==== Dataset ====

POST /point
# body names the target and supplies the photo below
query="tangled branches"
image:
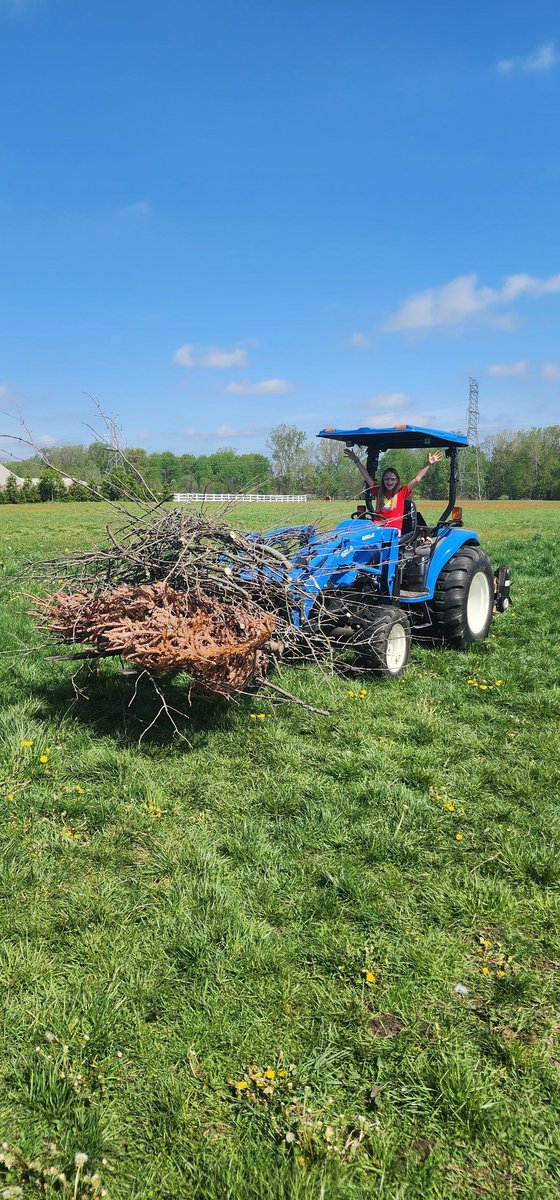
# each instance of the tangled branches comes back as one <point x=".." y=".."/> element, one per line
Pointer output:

====

▸ Work to be completed
Retype every line of the entries above without any changes, leaving the picture out of your copy.

▸ The output
POST /point
# body names the target and supplies the photo below
query="tangled branches"
image:
# each instance of the tangled branches comes back as one <point x=".." y=".."/> element, one per line
Pointer output:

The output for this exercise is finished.